Location identification items →
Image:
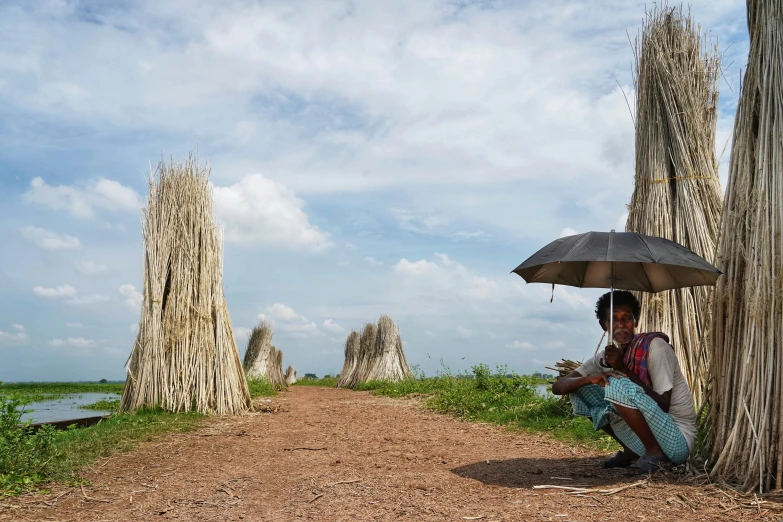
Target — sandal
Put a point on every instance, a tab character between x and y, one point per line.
619	460
651	463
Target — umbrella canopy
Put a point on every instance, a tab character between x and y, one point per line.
624	260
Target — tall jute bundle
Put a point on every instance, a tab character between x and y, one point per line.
389	363
290	376
275	371
185	357
365	357
352	344
261	358
746	399
259	350
677	192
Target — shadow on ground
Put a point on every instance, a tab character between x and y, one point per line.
526	473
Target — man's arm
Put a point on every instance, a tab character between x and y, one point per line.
574	380
614	357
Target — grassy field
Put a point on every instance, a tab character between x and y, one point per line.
28	460
41	391
498	397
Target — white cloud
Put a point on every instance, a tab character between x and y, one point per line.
464	332
524	345
333	327
76	342
282	312
17	334
58	291
82	201
89	267
258	209
133	298
242	334
88	299
445	276
49	240
568	232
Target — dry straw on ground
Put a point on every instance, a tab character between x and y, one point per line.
677	193
185	357
746	399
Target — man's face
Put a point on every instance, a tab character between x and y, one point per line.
624	324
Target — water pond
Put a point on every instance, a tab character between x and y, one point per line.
66	407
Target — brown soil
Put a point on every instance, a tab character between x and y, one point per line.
328	454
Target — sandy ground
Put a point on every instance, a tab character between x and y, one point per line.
333	455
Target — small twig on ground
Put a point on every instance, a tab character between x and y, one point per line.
344	482
94	499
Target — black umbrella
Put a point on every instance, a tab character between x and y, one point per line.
612	260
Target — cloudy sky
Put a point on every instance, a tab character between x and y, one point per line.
367	157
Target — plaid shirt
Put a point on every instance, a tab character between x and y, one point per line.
637	352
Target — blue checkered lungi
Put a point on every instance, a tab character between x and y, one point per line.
598	403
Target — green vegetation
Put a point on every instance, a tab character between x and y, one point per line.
326	380
103	405
30	458
43	391
500	398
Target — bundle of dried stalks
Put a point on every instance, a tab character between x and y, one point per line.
290	376
365	357
185	357
746	398
564	367
388	363
677	193
352	344
259	350
275	369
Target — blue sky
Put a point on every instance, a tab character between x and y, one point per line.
367	157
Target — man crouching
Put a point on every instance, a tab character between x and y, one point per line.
635	391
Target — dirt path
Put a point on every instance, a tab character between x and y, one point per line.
340	455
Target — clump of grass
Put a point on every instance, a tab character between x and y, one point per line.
326	380
27	457
260	387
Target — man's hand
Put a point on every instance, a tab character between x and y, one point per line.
602	379
614	358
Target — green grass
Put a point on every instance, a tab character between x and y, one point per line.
326	380
498	398
42	391
260	387
103	404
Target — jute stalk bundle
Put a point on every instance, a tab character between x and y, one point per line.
352	344
259	350
389	363
290	376
275	369
677	192
365	357
185	357
746	398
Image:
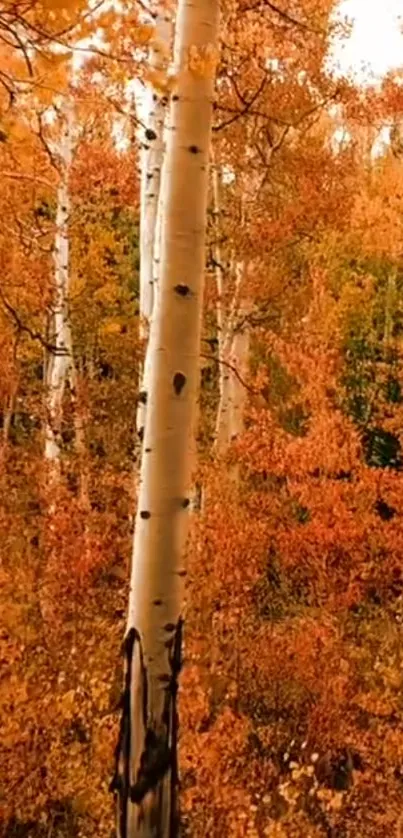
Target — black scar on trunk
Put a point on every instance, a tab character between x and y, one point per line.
160	746
179	381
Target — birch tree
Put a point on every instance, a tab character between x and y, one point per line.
58	362
60	368
151	169
146	754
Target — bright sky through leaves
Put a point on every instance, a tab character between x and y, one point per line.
376	43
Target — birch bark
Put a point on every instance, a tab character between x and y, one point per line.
146	754
60	365
151	170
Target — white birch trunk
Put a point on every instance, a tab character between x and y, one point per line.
60	359
60	366
146	755
232	344
151	169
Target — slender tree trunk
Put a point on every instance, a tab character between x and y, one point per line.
60	368
59	360
229	347
146	755
151	170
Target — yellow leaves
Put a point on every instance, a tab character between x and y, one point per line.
160	80
113	327
202	61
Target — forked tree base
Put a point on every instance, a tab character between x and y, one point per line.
146	771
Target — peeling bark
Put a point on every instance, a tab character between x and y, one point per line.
151	171
157	579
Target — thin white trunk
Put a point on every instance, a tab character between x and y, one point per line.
151	170
60	359
60	366
231	344
146	775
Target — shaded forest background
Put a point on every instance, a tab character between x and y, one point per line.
291	693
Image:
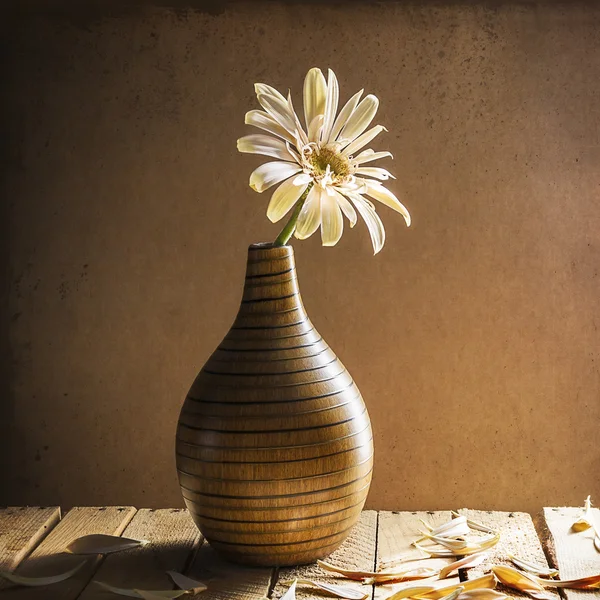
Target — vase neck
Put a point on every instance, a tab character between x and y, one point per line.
271	284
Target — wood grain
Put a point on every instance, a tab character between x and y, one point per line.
518	536
357	553
397	531
21	530
274	443
573	554
227	580
173	537
49	557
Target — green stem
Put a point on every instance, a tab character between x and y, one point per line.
286	233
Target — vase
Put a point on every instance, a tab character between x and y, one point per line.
274	445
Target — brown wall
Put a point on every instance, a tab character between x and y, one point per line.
473	335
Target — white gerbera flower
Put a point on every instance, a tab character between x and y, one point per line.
320	168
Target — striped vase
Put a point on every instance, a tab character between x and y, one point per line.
274	442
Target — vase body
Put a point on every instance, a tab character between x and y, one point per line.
274	444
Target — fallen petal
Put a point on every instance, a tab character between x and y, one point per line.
39	581
464	563
584	522
102	544
534	568
484	582
336	590
134	593
482	595
583	583
184	582
291	593
520	581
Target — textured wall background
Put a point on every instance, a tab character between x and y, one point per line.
473	335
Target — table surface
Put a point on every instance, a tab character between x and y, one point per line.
32	540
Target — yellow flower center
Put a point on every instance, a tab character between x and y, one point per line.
320	158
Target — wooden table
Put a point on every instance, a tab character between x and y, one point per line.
31	539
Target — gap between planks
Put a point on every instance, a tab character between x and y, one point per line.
572	553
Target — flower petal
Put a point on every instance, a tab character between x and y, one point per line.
344	115
376	172
271	173
263	88
371	218
362	140
315	93
302	178
370	155
266	145
260	119
346	207
314	129
333	95
309	218
283	198
332	222
383	195
279	110
300	133
360	118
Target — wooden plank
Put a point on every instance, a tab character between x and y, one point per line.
172	536
49	557
397	531
227	580
357	552
573	554
21	530
517	536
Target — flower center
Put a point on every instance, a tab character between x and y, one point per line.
339	165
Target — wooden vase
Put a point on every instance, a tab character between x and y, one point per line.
274	442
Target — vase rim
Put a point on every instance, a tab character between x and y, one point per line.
268	246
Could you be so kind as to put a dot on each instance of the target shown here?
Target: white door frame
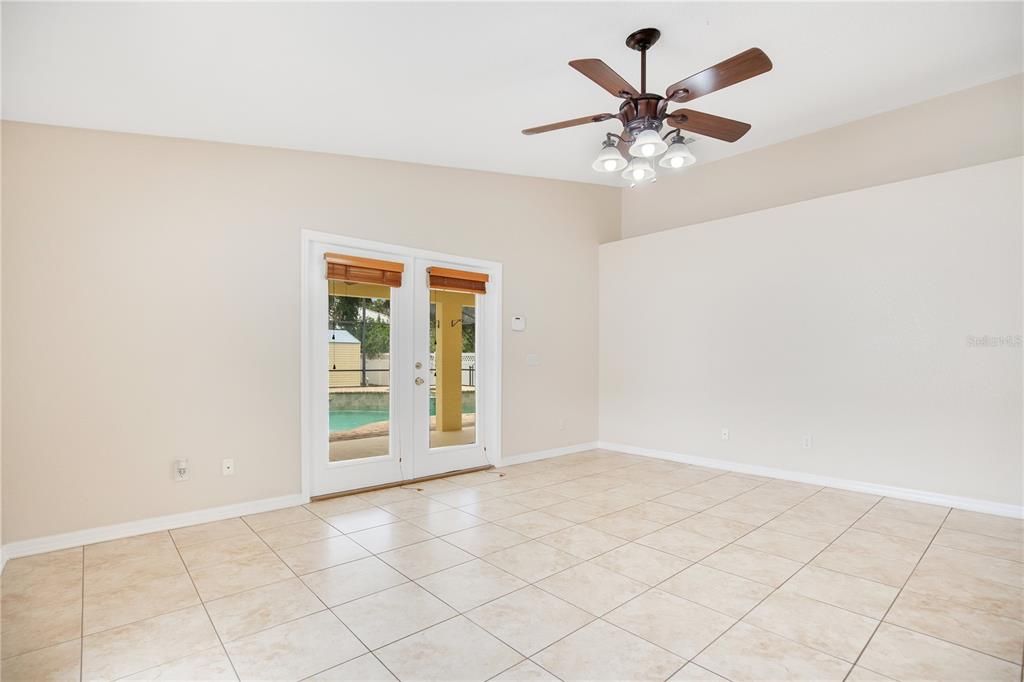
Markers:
(492, 336)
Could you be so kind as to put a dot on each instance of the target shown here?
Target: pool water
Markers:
(342, 420)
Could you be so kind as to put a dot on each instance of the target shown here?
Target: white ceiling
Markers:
(453, 84)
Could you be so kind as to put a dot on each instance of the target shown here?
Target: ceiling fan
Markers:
(643, 114)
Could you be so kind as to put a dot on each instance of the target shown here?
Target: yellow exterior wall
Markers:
(344, 356)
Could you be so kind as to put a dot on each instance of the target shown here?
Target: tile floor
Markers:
(590, 566)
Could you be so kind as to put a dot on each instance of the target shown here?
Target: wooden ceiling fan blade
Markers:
(708, 124)
(734, 70)
(604, 76)
(596, 118)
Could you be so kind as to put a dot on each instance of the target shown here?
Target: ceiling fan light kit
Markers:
(643, 114)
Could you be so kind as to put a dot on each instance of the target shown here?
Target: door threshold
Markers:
(399, 483)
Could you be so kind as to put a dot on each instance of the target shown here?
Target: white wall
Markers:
(845, 316)
(967, 128)
(152, 300)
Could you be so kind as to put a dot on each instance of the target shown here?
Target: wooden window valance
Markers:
(464, 281)
(363, 270)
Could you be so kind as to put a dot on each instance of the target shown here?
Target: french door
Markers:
(400, 364)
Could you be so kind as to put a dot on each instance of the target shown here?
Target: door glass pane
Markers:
(358, 338)
(453, 364)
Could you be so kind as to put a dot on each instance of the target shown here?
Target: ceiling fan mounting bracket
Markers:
(643, 39)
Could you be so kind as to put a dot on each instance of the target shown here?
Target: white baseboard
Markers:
(118, 530)
(546, 454)
(970, 504)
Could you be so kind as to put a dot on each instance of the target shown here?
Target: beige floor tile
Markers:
(471, 584)
(118, 573)
(720, 591)
(38, 628)
(944, 560)
(338, 506)
(322, 554)
(915, 512)
(443, 522)
(361, 519)
(602, 651)
(745, 512)
(747, 653)
(135, 647)
(481, 540)
(879, 521)
(903, 654)
(646, 564)
(294, 650)
(352, 580)
(994, 635)
(660, 513)
(758, 566)
(628, 524)
(535, 523)
(531, 561)
(694, 673)
(886, 559)
(985, 524)
(583, 542)
(527, 671)
(278, 517)
(688, 501)
(682, 543)
(389, 537)
(495, 510)
(217, 551)
(365, 669)
(714, 526)
(973, 542)
(148, 546)
(137, 601)
(389, 495)
(456, 649)
(297, 534)
(592, 588)
(969, 591)
(59, 664)
(849, 592)
(420, 506)
(425, 558)
(859, 674)
(814, 624)
(393, 613)
(263, 607)
(204, 533)
(573, 510)
(781, 544)
(538, 499)
(677, 625)
(209, 666)
(803, 526)
(223, 579)
(529, 620)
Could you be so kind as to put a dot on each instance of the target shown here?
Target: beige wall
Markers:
(966, 128)
(175, 266)
(846, 316)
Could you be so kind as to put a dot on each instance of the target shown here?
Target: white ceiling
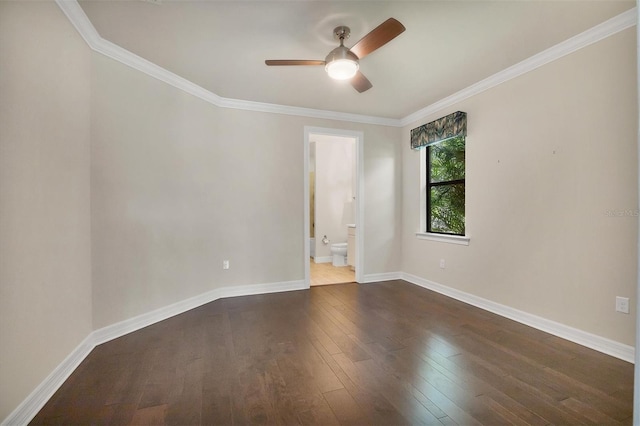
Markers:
(448, 45)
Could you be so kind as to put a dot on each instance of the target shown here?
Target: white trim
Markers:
(384, 276)
(598, 343)
(27, 410)
(636, 371)
(608, 28)
(32, 404)
(443, 238)
(121, 328)
(81, 22)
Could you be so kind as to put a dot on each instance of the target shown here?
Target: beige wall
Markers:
(179, 185)
(549, 155)
(45, 271)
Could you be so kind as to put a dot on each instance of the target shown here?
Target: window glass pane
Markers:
(447, 209)
(447, 160)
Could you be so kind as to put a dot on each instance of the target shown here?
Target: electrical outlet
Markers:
(622, 304)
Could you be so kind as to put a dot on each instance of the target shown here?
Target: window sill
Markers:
(443, 238)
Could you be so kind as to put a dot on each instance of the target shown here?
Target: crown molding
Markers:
(81, 22)
(601, 31)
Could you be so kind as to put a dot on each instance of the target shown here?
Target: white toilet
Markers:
(339, 252)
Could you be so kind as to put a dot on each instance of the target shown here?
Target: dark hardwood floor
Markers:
(387, 353)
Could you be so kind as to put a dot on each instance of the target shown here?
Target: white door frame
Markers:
(359, 138)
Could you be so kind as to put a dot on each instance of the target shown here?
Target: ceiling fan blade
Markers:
(378, 37)
(360, 82)
(279, 62)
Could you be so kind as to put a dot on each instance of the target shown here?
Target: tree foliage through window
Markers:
(445, 186)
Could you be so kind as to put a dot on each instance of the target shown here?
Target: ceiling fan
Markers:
(342, 63)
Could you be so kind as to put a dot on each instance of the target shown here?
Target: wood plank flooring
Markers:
(351, 354)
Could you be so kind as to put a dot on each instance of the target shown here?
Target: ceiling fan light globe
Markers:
(342, 69)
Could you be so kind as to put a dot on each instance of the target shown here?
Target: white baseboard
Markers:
(598, 343)
(385, 276)
(27, 410)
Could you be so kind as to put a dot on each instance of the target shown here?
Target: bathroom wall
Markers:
(335, 171)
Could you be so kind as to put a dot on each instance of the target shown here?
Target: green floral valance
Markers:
(450, 126)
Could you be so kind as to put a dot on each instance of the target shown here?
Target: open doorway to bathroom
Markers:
(332, 206)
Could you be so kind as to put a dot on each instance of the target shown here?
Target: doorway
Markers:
(333, 207)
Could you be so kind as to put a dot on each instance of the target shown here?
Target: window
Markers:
(445, 177)
(442, 178)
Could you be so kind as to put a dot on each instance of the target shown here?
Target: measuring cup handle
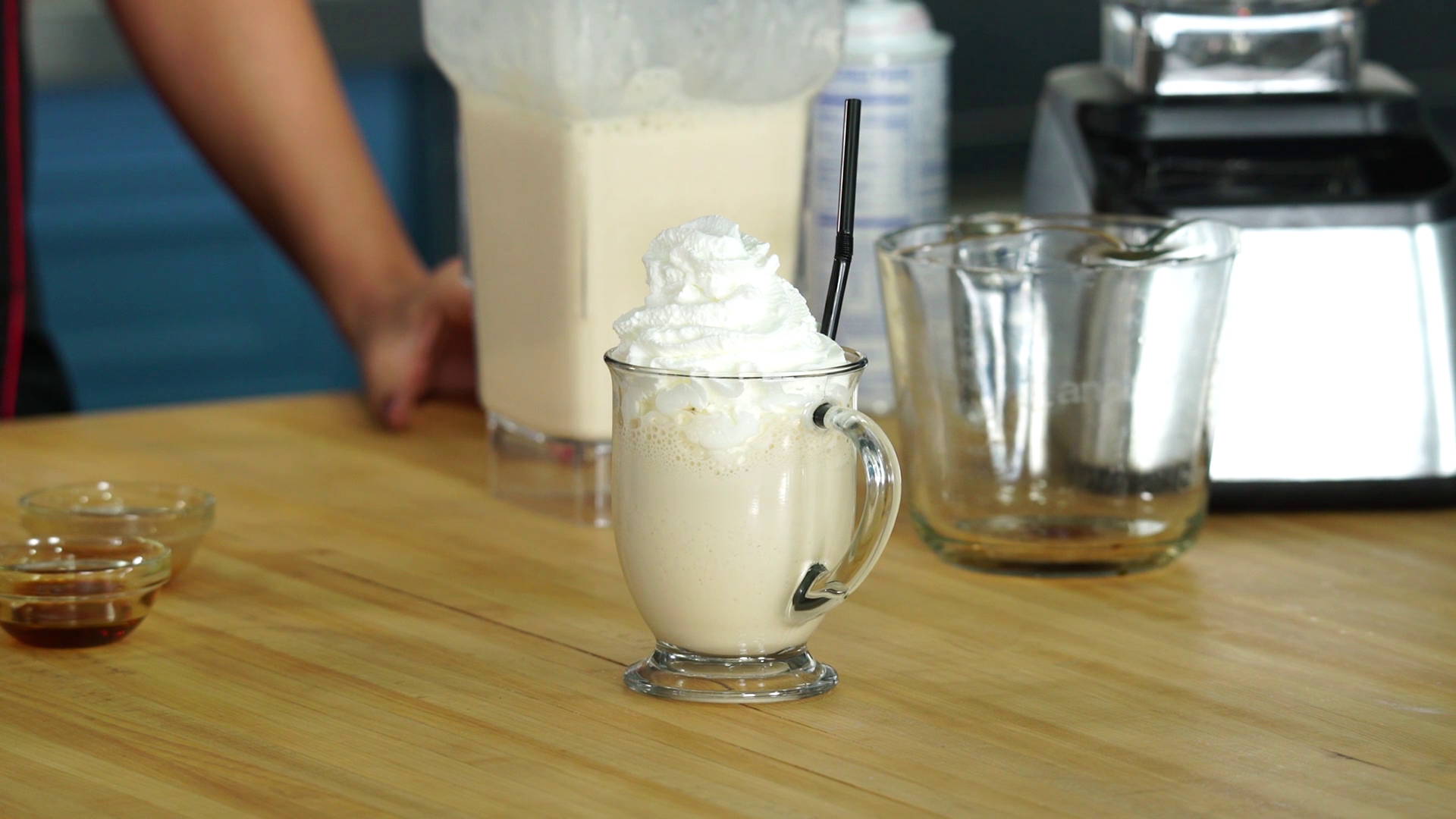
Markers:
(824, 588)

What this task involves → Filter the data above down to every line that contains the word "blue", and copy each of those lines unchanged.

Full solution →
Target — blue checkered lungi
Target — blue sky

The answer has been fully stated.